§ TASK STATEMENT:
Please state how many of the lines below contain the string "roof", giving only the number.

§ DATA IN THIS EXERCISE:
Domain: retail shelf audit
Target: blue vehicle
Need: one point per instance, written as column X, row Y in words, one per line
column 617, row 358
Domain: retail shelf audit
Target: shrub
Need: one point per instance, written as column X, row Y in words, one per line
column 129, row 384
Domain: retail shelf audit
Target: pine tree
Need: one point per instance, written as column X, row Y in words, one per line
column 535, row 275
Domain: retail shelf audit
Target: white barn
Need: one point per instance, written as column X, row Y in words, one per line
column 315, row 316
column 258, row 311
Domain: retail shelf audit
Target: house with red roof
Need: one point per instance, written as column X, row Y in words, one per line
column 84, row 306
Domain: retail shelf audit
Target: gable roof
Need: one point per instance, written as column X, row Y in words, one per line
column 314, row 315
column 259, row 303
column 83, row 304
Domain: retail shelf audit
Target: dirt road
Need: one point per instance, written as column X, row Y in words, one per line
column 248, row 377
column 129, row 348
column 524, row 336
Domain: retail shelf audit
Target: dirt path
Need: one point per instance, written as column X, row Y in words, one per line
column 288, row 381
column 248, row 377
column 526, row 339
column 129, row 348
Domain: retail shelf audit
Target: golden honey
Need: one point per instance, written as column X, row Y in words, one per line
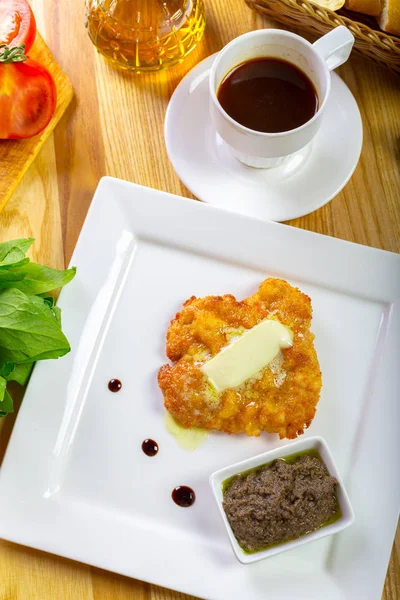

§ RESULT:
2